## Begin
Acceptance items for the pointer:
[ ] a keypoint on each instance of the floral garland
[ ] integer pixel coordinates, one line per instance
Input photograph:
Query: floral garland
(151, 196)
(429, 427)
## End
## Begin
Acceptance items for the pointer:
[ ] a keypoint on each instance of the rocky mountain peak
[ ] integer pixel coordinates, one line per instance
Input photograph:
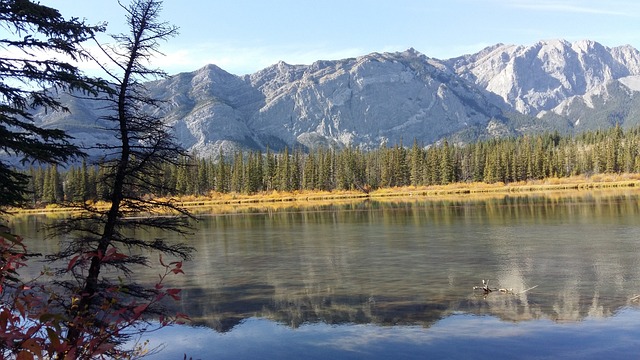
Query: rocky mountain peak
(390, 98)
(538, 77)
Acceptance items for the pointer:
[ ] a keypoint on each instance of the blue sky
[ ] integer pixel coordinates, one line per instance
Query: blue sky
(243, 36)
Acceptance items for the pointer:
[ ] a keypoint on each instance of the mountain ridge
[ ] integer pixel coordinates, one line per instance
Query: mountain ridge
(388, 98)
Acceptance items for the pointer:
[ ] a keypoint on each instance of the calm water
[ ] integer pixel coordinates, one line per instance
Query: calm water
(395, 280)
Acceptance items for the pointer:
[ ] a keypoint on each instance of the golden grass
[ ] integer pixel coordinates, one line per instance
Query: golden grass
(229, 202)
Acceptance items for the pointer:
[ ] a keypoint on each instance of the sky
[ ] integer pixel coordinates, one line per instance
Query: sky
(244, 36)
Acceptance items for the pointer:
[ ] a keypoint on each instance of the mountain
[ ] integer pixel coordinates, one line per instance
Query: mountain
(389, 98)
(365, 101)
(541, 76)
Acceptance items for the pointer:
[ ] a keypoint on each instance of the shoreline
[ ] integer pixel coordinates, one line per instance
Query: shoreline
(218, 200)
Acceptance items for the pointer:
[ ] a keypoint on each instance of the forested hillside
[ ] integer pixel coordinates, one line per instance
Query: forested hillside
## End
Exercise requirements = Please report each line of the data above that contains the word "blue", copying every such line in full.

Written reply =
[ ] a keypoint on each instance of the blue sky
Query: blue sky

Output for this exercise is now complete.